• Problem to solve
Reproduce the data below word for word, leaving out the pictures.

• Listed records
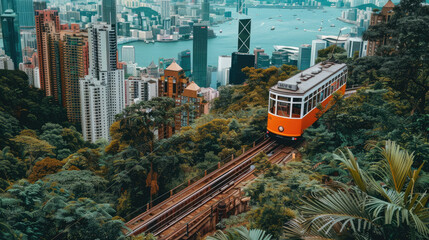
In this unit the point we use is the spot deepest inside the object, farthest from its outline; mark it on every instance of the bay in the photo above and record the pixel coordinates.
(285, 33)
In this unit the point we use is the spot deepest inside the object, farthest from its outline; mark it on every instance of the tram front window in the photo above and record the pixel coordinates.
(296, 111)
(283, 109)
(272, 106)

• Reply to the task
In this unit the point we use is the spot deepest inside the object, farthest from its outline; mark it on every instance of the bay in the photo above and record the pixel coordinates.
(285, 33)
In this unit the point we use is the spot deepest inside the object, farthest from its outline; mark it on every instance of the tram front window in the photo above and record the pixel coordinates.
(296, 111)
(283, 109)
(272, 106)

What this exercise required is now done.